(Location labeling records)
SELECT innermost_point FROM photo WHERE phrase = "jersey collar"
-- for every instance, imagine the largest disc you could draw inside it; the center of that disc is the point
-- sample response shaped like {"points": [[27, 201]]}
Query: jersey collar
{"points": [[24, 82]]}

Aim of the exercise: Convert the material above into a two-column CSV with the headers "request" and "answer", giving each request its own row. Enclose each field in quotes and replace any line breaks with spaces.

Finished exercise:
request,answer
"SELECT innermost_point FROM photo WHERE phrase = ""jersey collar"" -- for every instance, imagine the largest disc you could draw inside it; the center of that disc is the point -- sample response shaped like {""points"": [[27, 201]]} Query: jersey collar","{""points"": [[24, 82]]}"